■ **To be done**
Extract the material word for word, starting at its first line and ending at the line containing "column 151, row 362", with both of those lines included. Leave the pictures out of your answer.

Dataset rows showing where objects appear
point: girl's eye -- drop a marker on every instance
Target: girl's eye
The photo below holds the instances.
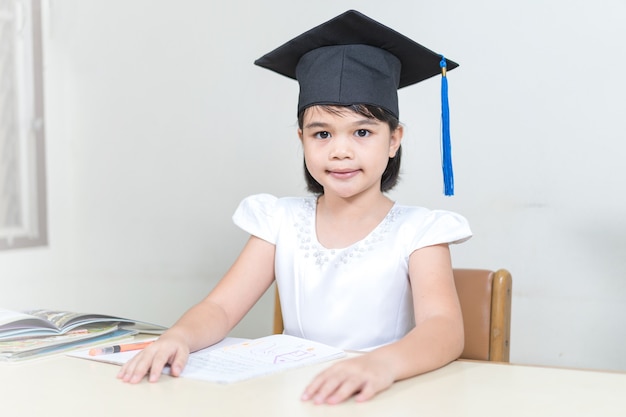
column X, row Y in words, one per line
column 322, row 135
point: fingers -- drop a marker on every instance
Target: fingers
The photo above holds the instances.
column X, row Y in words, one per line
column 358, row 377
column 151, row 362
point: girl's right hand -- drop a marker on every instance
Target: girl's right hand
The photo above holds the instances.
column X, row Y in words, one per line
column 168, row 349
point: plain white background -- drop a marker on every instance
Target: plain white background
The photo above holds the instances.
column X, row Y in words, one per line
column 158, row 124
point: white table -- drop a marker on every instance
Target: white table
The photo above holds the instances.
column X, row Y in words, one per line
column 64, row 386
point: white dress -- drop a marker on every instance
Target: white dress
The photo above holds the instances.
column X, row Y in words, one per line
column 355, row 298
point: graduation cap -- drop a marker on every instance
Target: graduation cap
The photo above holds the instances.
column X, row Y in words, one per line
column 353, row 59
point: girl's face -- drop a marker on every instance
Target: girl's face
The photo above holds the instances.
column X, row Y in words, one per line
column 346, row 152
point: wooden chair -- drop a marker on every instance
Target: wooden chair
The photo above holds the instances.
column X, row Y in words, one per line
column 485, row 298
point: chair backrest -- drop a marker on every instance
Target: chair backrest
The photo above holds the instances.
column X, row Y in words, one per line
column 485, row 298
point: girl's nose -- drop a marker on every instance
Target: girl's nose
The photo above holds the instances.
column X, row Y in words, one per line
column 341, row 148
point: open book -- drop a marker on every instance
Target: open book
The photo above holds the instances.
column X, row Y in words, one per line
column 32, row 334
column 235, row 359
column 14, row 325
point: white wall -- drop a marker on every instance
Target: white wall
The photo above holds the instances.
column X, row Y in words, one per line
column 158, row 124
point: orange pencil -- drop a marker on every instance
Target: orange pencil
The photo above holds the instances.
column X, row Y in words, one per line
column 118, row 348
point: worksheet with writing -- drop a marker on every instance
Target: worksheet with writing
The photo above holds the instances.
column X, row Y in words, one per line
column 234, row 359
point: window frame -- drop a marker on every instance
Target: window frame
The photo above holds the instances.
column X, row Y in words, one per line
column 30, row 167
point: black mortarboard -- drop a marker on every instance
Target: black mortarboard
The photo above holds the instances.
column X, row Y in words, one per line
column 353, row 59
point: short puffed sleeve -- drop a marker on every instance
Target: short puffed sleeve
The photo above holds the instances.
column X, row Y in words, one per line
column 433, row 228
column 259, row 215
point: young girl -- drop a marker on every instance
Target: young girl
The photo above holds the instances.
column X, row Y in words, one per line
column 354, row 269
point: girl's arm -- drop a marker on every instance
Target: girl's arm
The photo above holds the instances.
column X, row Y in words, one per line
column 436, row 340
column 211, row 319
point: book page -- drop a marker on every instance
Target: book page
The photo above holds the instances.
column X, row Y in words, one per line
column 228, row 362
column 10, row 320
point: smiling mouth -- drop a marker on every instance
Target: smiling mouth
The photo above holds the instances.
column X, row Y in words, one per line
column 344, row 174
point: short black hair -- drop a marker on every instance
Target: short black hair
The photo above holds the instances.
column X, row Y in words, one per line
column 392, row 172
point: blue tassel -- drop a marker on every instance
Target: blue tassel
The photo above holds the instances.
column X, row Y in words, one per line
column 446, row 148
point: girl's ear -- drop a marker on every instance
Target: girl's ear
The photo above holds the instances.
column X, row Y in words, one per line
column 395, row 140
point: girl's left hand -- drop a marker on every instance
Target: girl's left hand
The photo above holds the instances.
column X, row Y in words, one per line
column 364, row 376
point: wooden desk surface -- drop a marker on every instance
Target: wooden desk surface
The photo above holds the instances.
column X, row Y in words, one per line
column 63, row 386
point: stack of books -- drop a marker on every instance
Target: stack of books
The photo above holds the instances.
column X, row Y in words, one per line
column 37, row 333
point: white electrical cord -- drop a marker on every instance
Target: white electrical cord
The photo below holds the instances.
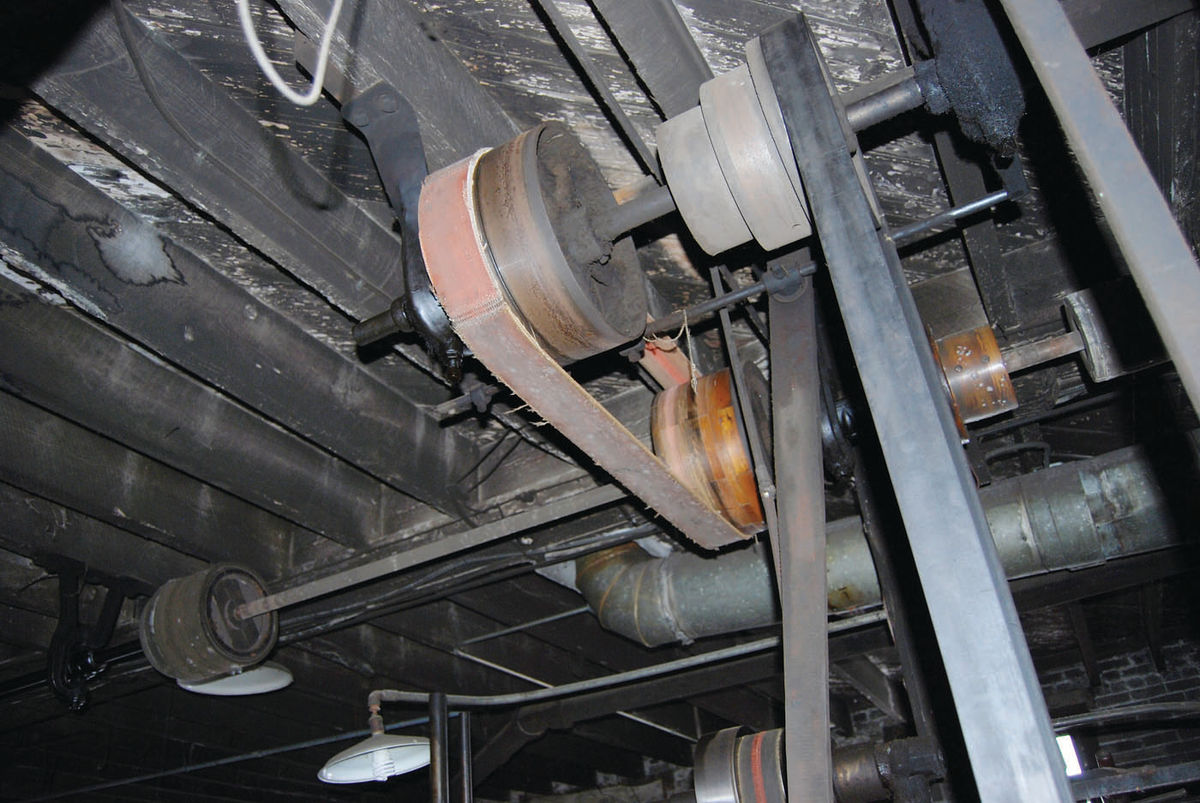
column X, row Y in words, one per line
column 264, row 63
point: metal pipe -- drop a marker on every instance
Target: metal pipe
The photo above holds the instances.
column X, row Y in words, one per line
column 1067, row 516
column 467, row 785
column 439, row 749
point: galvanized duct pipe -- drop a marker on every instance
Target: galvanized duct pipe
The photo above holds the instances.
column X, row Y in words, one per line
column 1067, row 516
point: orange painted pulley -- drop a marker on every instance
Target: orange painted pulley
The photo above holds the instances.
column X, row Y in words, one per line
column 975, row 375
column 696, row 435
column 510, row 247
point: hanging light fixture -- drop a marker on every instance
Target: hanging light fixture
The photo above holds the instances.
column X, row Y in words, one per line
column 377, row 757
column 263, row 678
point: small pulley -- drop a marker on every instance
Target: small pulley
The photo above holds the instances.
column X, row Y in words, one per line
column 697, row 435
column 190, row 629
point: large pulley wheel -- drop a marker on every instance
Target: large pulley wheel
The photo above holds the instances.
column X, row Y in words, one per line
column 539, row 197
column 190, row 630
column 697, row 436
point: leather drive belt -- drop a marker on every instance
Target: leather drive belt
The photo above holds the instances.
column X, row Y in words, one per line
column 467, row 283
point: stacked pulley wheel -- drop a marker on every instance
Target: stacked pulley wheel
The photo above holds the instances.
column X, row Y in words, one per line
column 697, row 435
column 190, row 630
column 730, row 167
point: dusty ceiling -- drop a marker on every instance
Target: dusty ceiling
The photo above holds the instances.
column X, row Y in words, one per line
column 185, row 252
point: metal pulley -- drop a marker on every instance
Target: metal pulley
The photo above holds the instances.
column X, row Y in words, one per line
column 730, row 163
column 975, row 375
column 190, row 631
column 519, row 246
column 539, row 201
column 697, row 435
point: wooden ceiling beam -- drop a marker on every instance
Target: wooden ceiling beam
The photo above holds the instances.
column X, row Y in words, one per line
column 121, row 270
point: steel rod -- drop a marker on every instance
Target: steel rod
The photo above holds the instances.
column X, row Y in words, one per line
column 641, row 151
column 1159, row 257
column 526, row 625
column 1005, row 720
column 460, row 701
column 886, row 103
column 639, row 210
column 912, row 232
column 433, row 550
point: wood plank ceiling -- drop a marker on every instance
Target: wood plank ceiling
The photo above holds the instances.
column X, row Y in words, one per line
column 183, row 256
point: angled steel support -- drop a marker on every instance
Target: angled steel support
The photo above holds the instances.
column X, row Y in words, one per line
column 799, row 541
column 996, row 691
column 1159, row 258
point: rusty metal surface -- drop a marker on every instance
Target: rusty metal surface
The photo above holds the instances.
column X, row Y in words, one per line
column 696, row 435
column 1159, row 258
column 1005, row 721
column 471, row 292
column 539, row 195
column 976, row 375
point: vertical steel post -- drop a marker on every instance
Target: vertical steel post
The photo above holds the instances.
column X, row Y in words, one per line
column 465, row 757
column 996, row 691
column 439, row 749
column 799, row 543
column 1158, row 255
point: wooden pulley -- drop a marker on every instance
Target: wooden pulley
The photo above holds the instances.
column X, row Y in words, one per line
column 696, row 433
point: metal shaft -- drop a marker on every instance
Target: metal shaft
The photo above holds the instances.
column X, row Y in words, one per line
column 439, row 749
column 431, row 551
column 886, row 103
column 639, row 210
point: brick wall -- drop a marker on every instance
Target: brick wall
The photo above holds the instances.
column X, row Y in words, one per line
column 1132, row 678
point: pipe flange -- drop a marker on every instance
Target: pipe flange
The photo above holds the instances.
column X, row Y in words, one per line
column 750, row 160
column 697, row 184
column 539, row 196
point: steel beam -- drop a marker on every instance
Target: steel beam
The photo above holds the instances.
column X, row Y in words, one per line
column 996, row 691
column 799, row 541
column 657, row 41
column 1158, row 256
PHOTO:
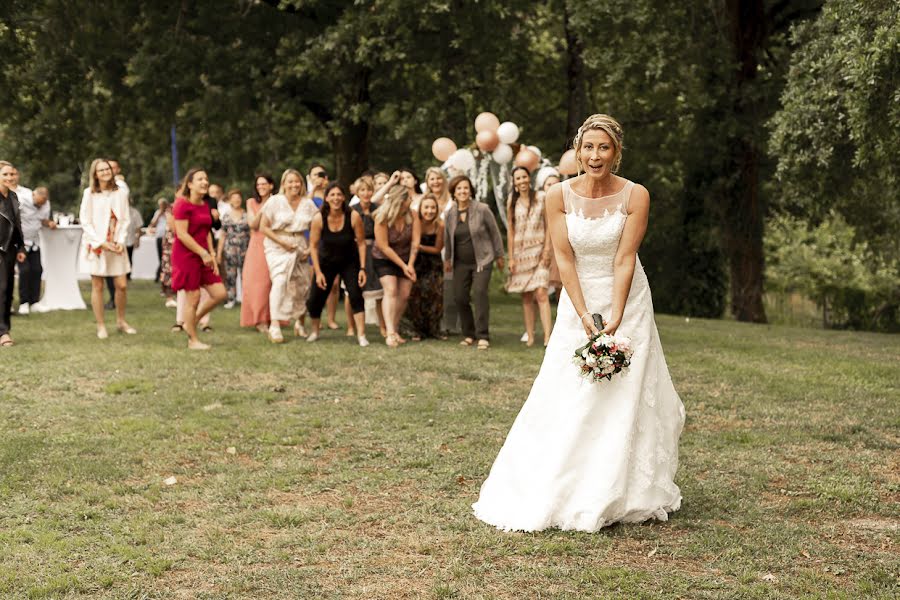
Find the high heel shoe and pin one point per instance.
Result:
(299, 330)
(275, 336)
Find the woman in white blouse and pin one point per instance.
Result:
(105, 216)
(285, 221)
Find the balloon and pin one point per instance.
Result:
(567, 164)
(502, 154)
(462, 159)
(508, 132)
(528, 159)
(442, 148)
(486, 122)
(487, 141)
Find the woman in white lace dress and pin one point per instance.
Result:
(584, 455)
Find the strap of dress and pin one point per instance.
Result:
(629, 187)
(567, 202)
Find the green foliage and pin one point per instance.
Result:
(357, 482)
(837, 135)
(267, 85)
(852, 285)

■ **Finished answer**
point: girl's eye -- drop a marker on every instance
Target: girl's eye
The photo below holds the instances.
column X, row Y in words, one per line
column 322, row 135
point: fingers -- drop a marker on every instance
Target: fingers
The photo above holds the instances.
column X, row Y in words, one per line
column 358, row 377
column 151, row 362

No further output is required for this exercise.